_Problem to solve_
Transcribe all of the data below line for line without changing anything, but leave the pictures out.
** Begin Material **
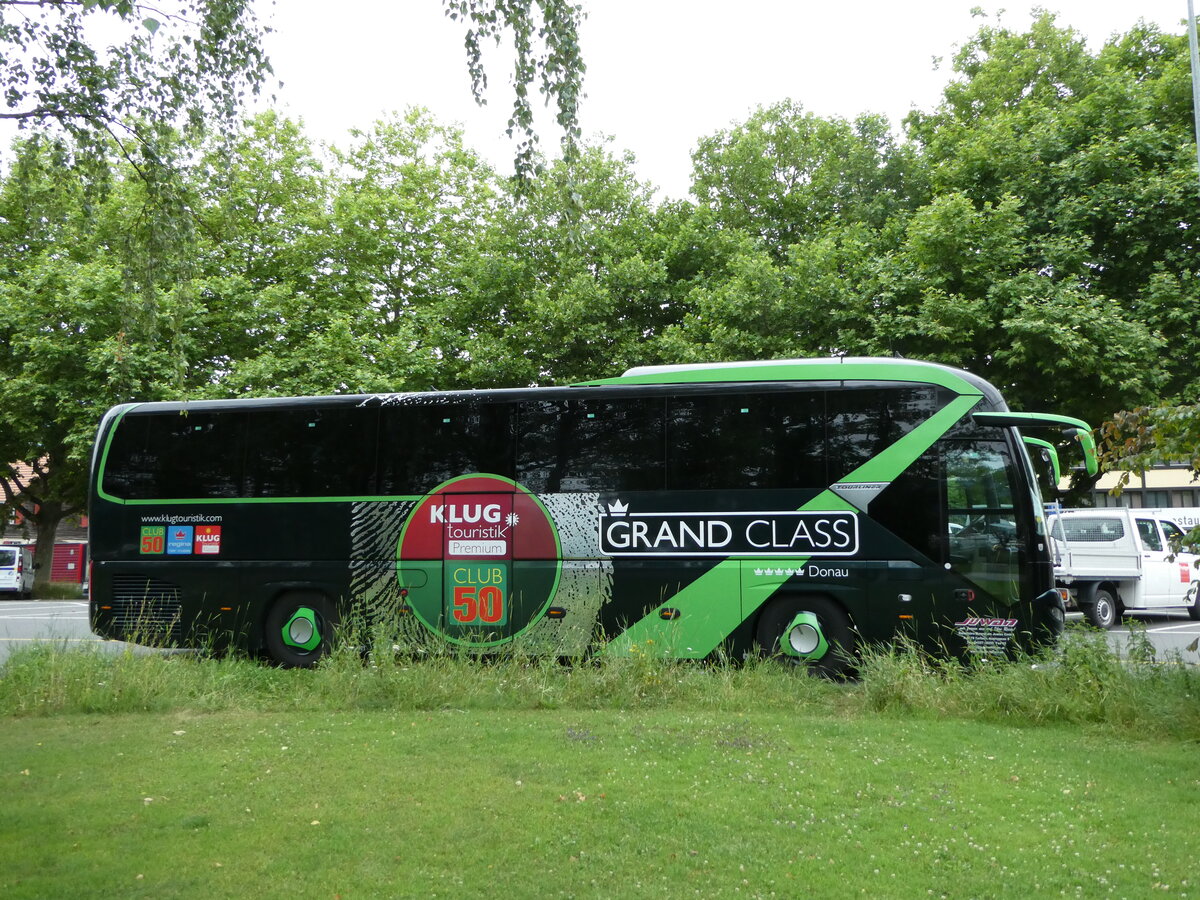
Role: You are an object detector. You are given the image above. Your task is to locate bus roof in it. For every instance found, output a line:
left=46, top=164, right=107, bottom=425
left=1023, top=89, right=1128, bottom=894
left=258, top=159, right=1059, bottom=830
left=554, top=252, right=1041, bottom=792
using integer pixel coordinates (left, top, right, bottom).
left=584, top=356, right=1000, bottom=401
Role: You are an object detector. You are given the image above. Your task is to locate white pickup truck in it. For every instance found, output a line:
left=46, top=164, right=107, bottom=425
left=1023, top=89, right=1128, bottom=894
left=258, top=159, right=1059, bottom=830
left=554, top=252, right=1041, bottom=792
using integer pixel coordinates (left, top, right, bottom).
left=1049, top=508, right=1200, bottom=628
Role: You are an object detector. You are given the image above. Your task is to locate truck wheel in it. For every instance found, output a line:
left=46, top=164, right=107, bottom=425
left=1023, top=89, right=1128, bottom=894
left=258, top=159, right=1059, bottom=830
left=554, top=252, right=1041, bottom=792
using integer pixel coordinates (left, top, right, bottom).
left=1084, top=588, right=1118, bottom=629
left=264, top=592, right=337, bottom=668
left=757, top=596, right=858, bottom=678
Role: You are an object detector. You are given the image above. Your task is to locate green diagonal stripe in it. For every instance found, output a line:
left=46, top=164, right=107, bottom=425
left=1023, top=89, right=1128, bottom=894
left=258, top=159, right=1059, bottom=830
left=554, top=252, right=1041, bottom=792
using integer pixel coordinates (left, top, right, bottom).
left=601, top=394, right=980, bottom=659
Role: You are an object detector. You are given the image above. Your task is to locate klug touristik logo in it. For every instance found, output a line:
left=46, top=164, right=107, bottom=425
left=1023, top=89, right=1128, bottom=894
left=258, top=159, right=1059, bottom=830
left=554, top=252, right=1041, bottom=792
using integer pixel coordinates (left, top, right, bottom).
left=396, top=475, right=562, bottom=647
left=600, top=500, right=858, bottom=557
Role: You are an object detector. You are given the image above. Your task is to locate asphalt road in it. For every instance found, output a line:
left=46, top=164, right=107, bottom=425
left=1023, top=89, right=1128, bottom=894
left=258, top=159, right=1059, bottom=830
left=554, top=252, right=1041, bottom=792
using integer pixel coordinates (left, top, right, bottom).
left=0, top=600, right=1200, bottom=665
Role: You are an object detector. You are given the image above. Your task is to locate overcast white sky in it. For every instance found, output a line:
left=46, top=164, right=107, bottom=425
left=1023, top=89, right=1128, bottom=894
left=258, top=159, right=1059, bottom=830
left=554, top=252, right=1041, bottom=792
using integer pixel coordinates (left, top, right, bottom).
left=259, top=0, right=1187, bottom=197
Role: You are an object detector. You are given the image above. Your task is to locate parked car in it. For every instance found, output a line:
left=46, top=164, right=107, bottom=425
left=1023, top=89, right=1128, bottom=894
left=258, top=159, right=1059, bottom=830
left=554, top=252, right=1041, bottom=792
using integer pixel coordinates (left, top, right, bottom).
left=1050, top=508, right=1200, bottom=628
left=0, top=544, right=34, bottom=598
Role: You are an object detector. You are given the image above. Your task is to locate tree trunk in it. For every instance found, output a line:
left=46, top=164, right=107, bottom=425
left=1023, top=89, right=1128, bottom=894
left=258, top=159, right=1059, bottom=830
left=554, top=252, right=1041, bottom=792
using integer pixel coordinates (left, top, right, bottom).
left=32, top=500, right=64, bottom=590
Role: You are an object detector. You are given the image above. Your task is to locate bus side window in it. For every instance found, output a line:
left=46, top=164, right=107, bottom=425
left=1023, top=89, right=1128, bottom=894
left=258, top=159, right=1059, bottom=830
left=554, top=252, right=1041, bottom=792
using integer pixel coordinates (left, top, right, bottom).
** End Material **
_Final answer_
Role: You are an object detector. You are given the image above. Your task is to locate bus roof in it. For every instance found, output a line:
left=46, top=164, right=107, bottom=425
left=1023, top=89, right=1128, bottom=894
left=258, top=159, right=1059, bottom=830
left=554, top=252, right=1041, bottom=792
using integer pixel coordinates (left, top, right, bottom).
left=584, top=356, right=1000, bottom=401
Role: You are an object detector. You are given the image above. Your task is to locate white pickup truck in it. For every instance found, output a line:
left=46, top=164, right=107, bottom=425
left=1023, top=89, right=1128, bottom=894
left=258, top=159, right=1059, bottom=830
left=554, top=252, right=1041, bottom=792
using integer pixel coordinates (left, top, right, bottom).
left=1049, top=508, right=1200, bottom=628
Role: You are an object detector. You are given the image above. Your task is to locate truck wheel in it. For every instance found, output a line:
left=46, top=164, right=107, bottom=425
left=1023, top=89, right=1128, bottom=894
left=258, top=159, right=1059, bottom=830
left=554, top=252, right=1041, bottom=792
using integer pixel coordinates (left, top, right, bottom).
left=1084, top=588, right=1118, bottom=629
left=264, top=592, right=337, bottom=668
left=757, top=596, right=858, bottom=678
Role: You are an object detector. You are given the image above. Your task is to locate green diagonal stripe in it. For every instance found, output a line:
left=46, top=164, right=107, bottom=425
left=1023, top=89, right=1128, bottom=894
left=258, top=159, right=1059, bottom=830
left=554, top=252, right=1041, bottom=792
using integer pixel coordinates (left, top, right, bottom).
left=601, top=394, right=980, bottom=659
Role: You are an object detector. You are given the image above. Your task is to locate klug touristik logo in it. For every instance found, output a line:
left=46, top=164, right=107, bottom=425
left=1023, top=89, right=1128, bottom=894
left=258, top=159, right=1059, bottom=830
left=554, top=252, right=1041, bottom=792
using integer pixel coordinates (left, top, right, bottom).
left=396, top=475, right=562, bottom=647
left=600, top=500, right=858, bottom=557
Role: You are an object detector. You are given the image above. Your task is to locate asphalt road in it. For every instance found, output a line:
left=46, top=164, right=107, bottom=425
left=1023, top=89, right=1128, bottom=894
left=258, top=159, right=1059, bottom=830
left=554, top=252, right=1041, bottom=792
using integer pixel coordinates (left, top, right, bottom).
left=0, top=600, right=1200, bottom=665
Role: You are an object detector. You are given the image above. Your task is to locate overcast white sky in it. For every instance found, output a line:
left=46, top=164, right=107, bottom=425
left=1023, top=89, right=1128, bottom=894
left=258, top=159, right=1059, bottom=830
left=554, top=252, right=1041, bottom=792
using integer pixel coordinates (left, top, right, bottom).
left=259, top=0, right=1187, bottom=197
Role: You are an object detector. You are given the image above. Your task is to locate parked car in it. For every instance found, output a line:
left=46, top=164, right=107, bottom=425
left=1023, top=89, right=1128, bottom=894
left=258, top=159, right=1059, bottom=830
left=554, top=252, right=1041, bottom=792
using integer pixel coordinates (left, top, right, bottom).
left=1050, top=508, right=1200, bottom=628
left=0, top=544, right=34, bottom=598
Role: You are an object detector. You are given the image above. Your task is to locate tree trunk in it. For every instance found, output a line:
left=46, top=164, right=107, bottom=425
left=1023, top=89, right=1128, bottom=894
left=258, top=159, right=1059, bottom=830
left=554, top=252, right=1041, bottom=792
using integer pixel coordinates (left, top, right, bottom).
left=32, top=500, right=64, bottom=590
Role: You are an object detector. You are given the image above. Your task is to locate bus side window in it. For every instance found, output a line:
left=46, top=164, right=107, bottom=425
left=1023, top=89, right=1128, bottom=894
left=258, top=159, right=1059, bottom=830
left=554, top=252, right=1041, bottom=792
using integer pixel coordinates (left, top, right, bottom).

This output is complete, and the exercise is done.